Start of Block
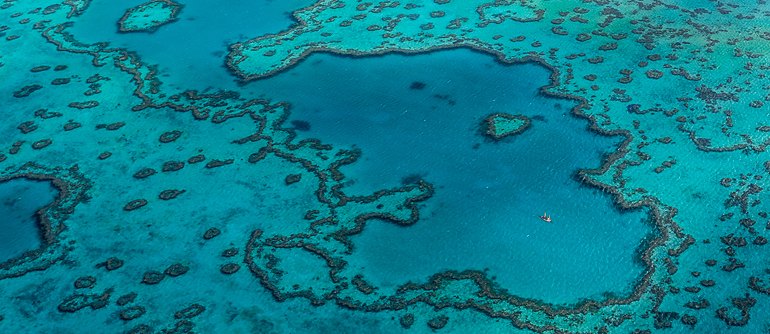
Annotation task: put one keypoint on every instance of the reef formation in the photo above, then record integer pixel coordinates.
(685, 86)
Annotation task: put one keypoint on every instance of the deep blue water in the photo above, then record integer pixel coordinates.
(19, 201)
(489, 195)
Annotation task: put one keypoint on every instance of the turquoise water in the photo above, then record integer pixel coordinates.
(20, 200)
(258, 167)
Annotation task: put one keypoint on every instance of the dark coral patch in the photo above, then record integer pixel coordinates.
(230, 252)
(170, 136)
(153, 277)
(214, 163)
(135, 204)
(176, 269)
(132, 313)
(125, 299)
(41, 144)
(190, 312)
(170, 194)
(26, 90)
(196, 159)
(300, 125)
(172, 166)
(211, 233)
(85, 282)
(229, 268)
(292, 178)
(144, 172)
(111, 264)
(438, 322)
(27, 127)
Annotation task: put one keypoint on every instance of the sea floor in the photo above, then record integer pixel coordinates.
(299, 166)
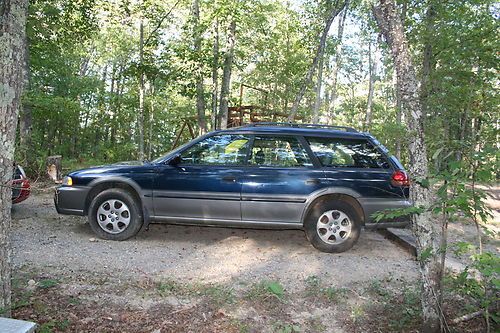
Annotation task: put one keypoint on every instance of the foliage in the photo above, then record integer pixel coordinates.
(480, 280)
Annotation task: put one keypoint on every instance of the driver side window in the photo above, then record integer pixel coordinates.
(218, 150)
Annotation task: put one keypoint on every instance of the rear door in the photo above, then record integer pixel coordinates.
(206, 184)
(279, 178)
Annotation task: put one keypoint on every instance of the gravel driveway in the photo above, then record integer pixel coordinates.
(46, 240)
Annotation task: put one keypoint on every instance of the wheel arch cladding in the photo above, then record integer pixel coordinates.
(337, 197)
(113, 184)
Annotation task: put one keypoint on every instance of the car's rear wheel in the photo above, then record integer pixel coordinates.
(332, 226)
(114, 214)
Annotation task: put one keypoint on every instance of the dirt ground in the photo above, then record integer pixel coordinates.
(200, 279)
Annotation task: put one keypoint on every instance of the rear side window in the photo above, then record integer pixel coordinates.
(278, 152)
(355, 153)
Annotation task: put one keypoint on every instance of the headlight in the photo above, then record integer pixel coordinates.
(67, 181)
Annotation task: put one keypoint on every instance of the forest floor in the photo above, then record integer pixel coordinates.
(199, 279)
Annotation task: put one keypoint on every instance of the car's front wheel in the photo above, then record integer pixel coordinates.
(115, 215)
(332, 226)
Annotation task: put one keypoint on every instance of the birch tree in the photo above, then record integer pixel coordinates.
(426, 227)
(12, 53)
(200, 98)
(226, 74)
(337, 62)
(336, 8)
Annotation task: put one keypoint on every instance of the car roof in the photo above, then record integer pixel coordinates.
(306, 130)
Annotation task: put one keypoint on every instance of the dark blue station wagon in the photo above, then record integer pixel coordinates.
(326, 180)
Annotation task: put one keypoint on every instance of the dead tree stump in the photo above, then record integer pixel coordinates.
(54, 168)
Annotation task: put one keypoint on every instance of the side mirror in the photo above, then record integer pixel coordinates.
(177, 159)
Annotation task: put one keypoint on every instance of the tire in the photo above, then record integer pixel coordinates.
(332, 226)
(114, 214)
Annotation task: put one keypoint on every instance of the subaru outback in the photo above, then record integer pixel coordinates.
(326, 180)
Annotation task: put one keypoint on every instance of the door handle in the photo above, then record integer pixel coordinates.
(230, 179)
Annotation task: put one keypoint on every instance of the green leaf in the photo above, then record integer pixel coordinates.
(47, 283)
(276, 288)
(425, 254)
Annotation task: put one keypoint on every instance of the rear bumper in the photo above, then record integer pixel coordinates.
(70, 200)
(385, 225)
(374, 205)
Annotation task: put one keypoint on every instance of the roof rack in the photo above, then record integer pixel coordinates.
(296, 125)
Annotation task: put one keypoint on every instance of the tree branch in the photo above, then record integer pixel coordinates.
(160, 22)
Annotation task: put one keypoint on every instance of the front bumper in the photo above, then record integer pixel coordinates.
(70, 200)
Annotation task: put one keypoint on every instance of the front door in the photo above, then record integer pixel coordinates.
(206, 184)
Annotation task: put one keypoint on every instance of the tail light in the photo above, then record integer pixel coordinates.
(400, 178)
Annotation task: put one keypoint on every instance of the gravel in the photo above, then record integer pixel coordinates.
(56, 243)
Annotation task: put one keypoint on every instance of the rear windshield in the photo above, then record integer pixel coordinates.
(354, 153)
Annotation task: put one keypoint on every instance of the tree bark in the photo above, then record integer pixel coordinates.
(215, 74)
(12, 53)
(200, 93)
(226, 76)
(319, 81)
(25, 117)
(140, 122)
(428, 62)
(399, 114)
(336, 9)
(337, 63)
(372, 69)
(426, 227)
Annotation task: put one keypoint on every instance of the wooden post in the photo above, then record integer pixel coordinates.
(54, 168)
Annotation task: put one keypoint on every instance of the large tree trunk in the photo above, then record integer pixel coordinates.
(200, 94)
(428, 61)
(25, 114)
(319, 81)
(140, 122)
(337, 63)
(372, 71)
(226, 76)
(12, 53)
(215, 74)
(426, 227)
(336, 9)
(399, 113)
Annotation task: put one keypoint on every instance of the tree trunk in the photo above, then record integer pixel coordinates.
(317, 102)
(226, 76)
(426, 226)
(25, 118)
(12, 53)
(372, 69)
(151, 122)
(336, 9)
(140, 122)
(200, 94)
(399, 114)
(428, 62)
(215, 74)
(337, 63)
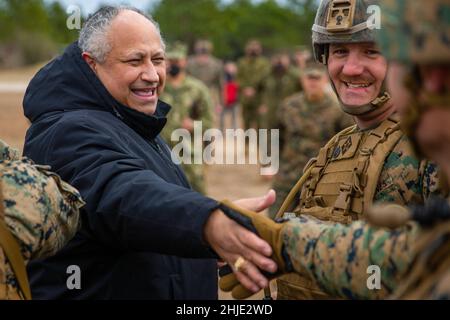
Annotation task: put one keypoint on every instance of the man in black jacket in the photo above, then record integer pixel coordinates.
(145, 234)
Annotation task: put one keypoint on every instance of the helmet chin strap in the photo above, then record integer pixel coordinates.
(364, 109)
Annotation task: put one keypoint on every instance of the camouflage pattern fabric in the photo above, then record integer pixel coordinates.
(210, 73)
(191, 100)
(276, 88)
(337, 256)
(251, 73)
(305, 132)
(41, 211)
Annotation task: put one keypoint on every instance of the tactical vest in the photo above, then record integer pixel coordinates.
(341, 185)
(11, 252)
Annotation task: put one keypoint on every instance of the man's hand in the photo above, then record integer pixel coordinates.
(265, 228)
(231, 241)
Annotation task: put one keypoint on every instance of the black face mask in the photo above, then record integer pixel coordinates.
(174, 70)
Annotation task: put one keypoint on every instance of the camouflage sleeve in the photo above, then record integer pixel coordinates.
(405, 179)
(8, 153)
(337, 256)
(41, 210)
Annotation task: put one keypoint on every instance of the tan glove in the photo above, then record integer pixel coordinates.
(266, 229)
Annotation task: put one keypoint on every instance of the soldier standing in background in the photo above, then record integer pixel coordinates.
(39, 214)
(413, 257)
(230, 94)
(281, 82)
(309, 119)
(252, 71)
(205, 67)
(192, 102)
(371, 162)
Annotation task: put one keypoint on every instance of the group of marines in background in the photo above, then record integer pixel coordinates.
(321, 243)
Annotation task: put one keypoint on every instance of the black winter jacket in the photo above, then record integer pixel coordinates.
(141, 234)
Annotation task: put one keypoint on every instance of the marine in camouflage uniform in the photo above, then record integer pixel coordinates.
(252, 71)
(358, 166)
(208, 69)
(304, 132)
(413, 257)
(282, 82)
(190, 101)
(40, 210)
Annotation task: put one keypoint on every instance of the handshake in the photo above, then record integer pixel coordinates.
(266, 229)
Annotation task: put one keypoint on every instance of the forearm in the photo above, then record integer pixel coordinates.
(337, 256)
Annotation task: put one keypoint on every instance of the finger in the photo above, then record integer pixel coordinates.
(247, 282)
(258, 203)
(252, 242)
(240, 292)
(254, 274)
(228, 282)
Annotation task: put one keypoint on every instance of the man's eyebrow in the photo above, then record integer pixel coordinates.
(134, 54)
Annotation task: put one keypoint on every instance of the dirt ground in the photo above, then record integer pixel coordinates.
(222, 181)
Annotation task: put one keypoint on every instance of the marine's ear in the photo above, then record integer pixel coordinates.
(90, 61)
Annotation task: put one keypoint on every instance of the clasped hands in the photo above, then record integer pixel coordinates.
(249, 242)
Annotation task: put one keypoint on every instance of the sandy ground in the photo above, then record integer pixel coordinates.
(222, 181)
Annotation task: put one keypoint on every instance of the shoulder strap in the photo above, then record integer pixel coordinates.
(379, 145)
(12, 251)
(298, 186)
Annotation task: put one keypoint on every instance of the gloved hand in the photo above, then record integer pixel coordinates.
(266, 229)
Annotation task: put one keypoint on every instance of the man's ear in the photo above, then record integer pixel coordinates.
(90, 61)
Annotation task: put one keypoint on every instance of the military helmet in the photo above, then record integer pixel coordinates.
(203, 46)
(415, 32)
(347, 21)
(341, 21)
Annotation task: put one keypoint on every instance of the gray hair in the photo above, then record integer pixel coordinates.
(94, 34)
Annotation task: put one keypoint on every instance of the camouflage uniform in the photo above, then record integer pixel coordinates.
(304, 134)
(190, 99)
(41, 211)
(276, 88)
(211, 74)
(252, 71)
(359, 167)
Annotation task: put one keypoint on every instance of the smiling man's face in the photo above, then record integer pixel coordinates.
(357, 71)
(134, 71)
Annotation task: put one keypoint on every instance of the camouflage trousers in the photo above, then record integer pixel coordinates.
(250, 116)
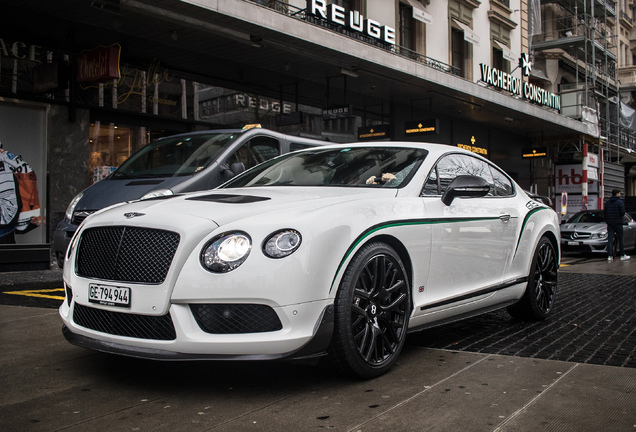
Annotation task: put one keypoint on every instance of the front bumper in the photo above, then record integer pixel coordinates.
(584, 246)
(306, 332)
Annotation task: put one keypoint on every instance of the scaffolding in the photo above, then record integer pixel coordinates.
(581, 34)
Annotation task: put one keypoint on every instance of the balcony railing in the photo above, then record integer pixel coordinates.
(626, 17)
(300, 14)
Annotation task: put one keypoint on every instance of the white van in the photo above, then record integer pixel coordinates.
(179, 163)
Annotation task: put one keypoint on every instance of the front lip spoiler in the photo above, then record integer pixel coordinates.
(316, 347)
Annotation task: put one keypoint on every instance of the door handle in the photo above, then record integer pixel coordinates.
(505, 218)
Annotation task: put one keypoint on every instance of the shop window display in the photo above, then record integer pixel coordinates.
(111, 145)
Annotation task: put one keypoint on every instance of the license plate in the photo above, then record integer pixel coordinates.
(109, 295)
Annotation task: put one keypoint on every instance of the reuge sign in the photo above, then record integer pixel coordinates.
(352, 21)
(516, 86)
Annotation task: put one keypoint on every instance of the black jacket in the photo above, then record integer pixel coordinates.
(614, 211)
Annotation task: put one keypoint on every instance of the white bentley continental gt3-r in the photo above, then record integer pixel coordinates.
(336, 251)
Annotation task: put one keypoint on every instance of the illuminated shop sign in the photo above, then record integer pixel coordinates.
(351, 23)
(517, 87)
(473, 148)
(343, 111)
(534, 153)
(426, 127)
(98, 65)
(374, 132)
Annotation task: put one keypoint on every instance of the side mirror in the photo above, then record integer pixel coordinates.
(465, 186)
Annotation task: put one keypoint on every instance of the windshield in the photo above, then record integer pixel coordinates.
(175, 156)
(588, 217)
(351, 166)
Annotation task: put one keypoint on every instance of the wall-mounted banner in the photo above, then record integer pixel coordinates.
(376, 132)
(592, 160)
(569, 178)
(292, 118)
(425, 127)
(419, 13)
(517, 87)
(540, 152)
(473, 148)
(99, 64)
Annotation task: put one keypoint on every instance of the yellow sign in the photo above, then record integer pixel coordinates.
(541, 152)
(252, 126)
(474, 149)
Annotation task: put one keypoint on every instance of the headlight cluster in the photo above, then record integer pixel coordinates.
(601, 235)
(227, 251)
(282, 243)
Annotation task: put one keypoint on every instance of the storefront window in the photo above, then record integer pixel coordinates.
(111, 144)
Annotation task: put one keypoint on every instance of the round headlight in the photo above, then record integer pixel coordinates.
(226, 252)
(282, 243)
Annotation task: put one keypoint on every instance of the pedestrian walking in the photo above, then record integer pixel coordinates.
(614, 213)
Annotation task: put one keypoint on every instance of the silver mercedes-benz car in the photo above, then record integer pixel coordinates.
(586, 232)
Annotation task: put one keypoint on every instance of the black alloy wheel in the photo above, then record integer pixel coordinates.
(373, 306)
(538, 300)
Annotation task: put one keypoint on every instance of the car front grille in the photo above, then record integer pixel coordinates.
(126, 254)
(235, 318)
(569, 235)
(125, 324)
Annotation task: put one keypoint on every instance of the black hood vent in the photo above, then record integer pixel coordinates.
(229, 199)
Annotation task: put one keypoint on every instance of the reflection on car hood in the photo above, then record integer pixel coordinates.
(223, 206)
(587, 226)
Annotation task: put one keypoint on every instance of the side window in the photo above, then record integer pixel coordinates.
(431, 186)
(503, 186)
(241, 155)
(453, 165)
(257, 150)
(297, 146)
(264, 148)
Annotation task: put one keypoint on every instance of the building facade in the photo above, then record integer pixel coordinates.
(83, 85)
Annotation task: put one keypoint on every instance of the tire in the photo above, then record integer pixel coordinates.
(537, 302)
(373, 306)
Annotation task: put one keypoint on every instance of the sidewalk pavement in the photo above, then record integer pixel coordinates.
(49, 384)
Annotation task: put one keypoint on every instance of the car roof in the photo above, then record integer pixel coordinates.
(434, 149)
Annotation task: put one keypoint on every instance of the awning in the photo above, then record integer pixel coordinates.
(469, 35)
(508, 55)
(419, 13)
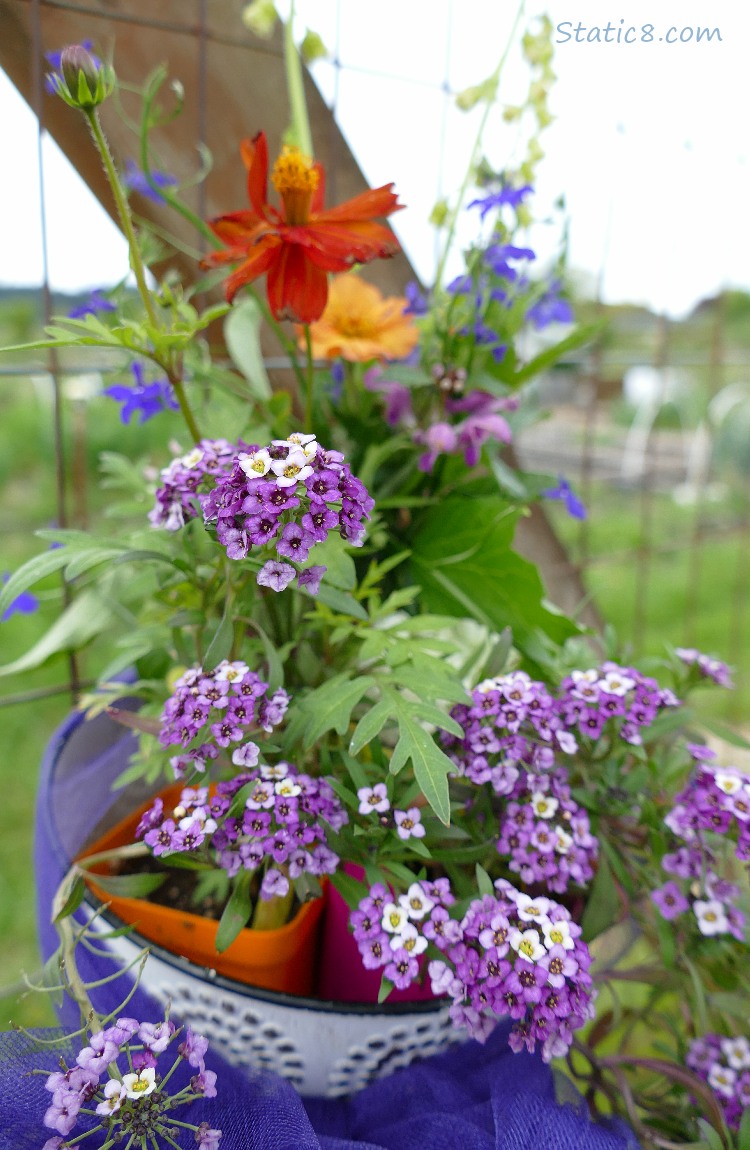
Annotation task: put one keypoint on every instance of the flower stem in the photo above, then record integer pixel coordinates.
(475, 151)
(296, 89)
(310, 382)
(137, 261)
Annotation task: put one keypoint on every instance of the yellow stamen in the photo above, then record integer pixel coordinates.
(295, 178)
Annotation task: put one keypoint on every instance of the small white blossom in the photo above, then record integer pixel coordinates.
(711, 917)
(528, 944)
(138, 1086)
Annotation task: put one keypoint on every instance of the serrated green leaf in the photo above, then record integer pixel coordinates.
(330, 706)
(236, 914)
(430, 765)
(242, 335)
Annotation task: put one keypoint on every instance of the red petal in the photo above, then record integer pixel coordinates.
(336, 246)
(254, 154)
(260, 259)
(297, 289)
(374, 202)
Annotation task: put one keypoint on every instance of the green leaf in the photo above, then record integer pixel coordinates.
(341, 602)
(430, 765)
(387, 986)
(73, 902)
(550, 355)
(129, 886)
(465, 562)
(242, 335)
(236, 914)
(220, 646)
(31, 572)
(339, 566)
(603, 905)
(743, 1134)
(711, 1140)
(349, 888)
(86, 616)
(330, 706)
(483, 882)
(369, 726)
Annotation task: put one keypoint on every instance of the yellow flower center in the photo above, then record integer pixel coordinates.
(295, 178)
(357, 327)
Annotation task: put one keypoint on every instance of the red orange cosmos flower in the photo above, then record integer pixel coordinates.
(299, 244)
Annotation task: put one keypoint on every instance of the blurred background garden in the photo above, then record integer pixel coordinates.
(649, 423)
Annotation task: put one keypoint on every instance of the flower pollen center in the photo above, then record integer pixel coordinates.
(296, 179)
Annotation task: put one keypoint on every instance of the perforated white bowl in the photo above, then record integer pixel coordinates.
(322, 1048)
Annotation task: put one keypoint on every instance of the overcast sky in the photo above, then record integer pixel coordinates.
(649, 146)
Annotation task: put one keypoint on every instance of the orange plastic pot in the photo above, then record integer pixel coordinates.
(282, 959)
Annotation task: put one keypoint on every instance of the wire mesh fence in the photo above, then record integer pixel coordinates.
(649, 430)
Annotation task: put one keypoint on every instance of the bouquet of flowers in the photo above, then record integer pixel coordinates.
(359, 685)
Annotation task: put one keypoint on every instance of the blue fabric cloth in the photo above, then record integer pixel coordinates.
(471, 1097)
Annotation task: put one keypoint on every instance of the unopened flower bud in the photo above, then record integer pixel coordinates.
(83, 81)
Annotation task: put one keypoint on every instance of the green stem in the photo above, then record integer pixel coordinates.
(123, 212)
(475, 152)
(137, 262)
(296, 89)
(310, 382)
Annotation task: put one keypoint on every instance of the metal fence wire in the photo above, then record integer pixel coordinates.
(649, 424)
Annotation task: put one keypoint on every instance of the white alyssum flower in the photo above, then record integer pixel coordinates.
(528, 944)
(711, 915)
(138, 1086)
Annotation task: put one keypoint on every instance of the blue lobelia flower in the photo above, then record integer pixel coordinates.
(146, 398)
(564, 492)
(96, 303)
(136, 182)
(25, 604)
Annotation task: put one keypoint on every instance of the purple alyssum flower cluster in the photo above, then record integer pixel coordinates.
(545, 835)
(117, 1080)
(186, 481)
(611, 699)
(221, 705)
(512, 731)
(510, 955)
(288, 496)
(716, 802)
(706, 666)
(277, 832)
(725, 1065)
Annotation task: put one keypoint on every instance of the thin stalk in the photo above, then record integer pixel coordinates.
(296, 87)
(475, 151)
(123, 212)
(137, 262)
(310, 382)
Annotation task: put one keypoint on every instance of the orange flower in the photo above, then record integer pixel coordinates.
(299, 244)
(359, 324)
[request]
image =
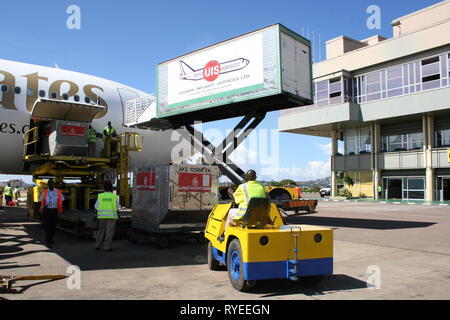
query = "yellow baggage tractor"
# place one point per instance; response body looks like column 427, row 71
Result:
column 261, row 246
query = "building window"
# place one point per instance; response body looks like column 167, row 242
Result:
column 394, row 80
column 335, row 90
column 373, row 86
column 402, row 142
column 443, row 138
column 357, row 141
column 430, row 73
column 413, row 188
column 322, row 93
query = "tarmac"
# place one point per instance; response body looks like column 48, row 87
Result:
column 382, row 251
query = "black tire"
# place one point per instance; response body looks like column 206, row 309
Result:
column 163, row 242
column 235, row 266
column 313, row 280
column 213, row 264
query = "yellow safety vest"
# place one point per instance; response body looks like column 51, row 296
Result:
column 244, row 193
column 92, row 135
column 109, row 131
column 107, row 206
column 8, row 191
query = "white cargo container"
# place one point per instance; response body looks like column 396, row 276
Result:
column 168, row 196
column 265, row 70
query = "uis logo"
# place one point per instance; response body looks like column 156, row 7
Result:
column 212, row 69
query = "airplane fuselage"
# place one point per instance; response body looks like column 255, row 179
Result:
column 22, row 84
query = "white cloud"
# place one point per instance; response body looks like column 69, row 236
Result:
column 314, row 170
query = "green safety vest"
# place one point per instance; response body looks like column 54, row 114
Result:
column 109, row 131
column 107, row 206
column 8, row 191
column 244, row 193
column 92, row 135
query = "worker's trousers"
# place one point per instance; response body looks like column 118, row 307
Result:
column 107, row 227
column 50, row 217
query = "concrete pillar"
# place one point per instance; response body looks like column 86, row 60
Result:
column 429, row 142
column 376, row 173
column 334, row 150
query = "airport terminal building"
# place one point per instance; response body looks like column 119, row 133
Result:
column 388, row 100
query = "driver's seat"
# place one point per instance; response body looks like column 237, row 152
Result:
column 257, row 214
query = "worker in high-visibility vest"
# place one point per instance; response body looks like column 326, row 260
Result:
column 51, row 204
column 242, row 195
column 92, row 139
column 8, row 194
column 107, row 206
column 108, row 132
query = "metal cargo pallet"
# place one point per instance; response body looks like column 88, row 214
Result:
column 162, row 233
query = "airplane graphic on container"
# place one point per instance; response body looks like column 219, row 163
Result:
column 212, row 69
End of Block
What is required: Please filter the listing down to lines that include the word "safety".

Task output:
query = "yellow safety vest"
query = "green safety vest"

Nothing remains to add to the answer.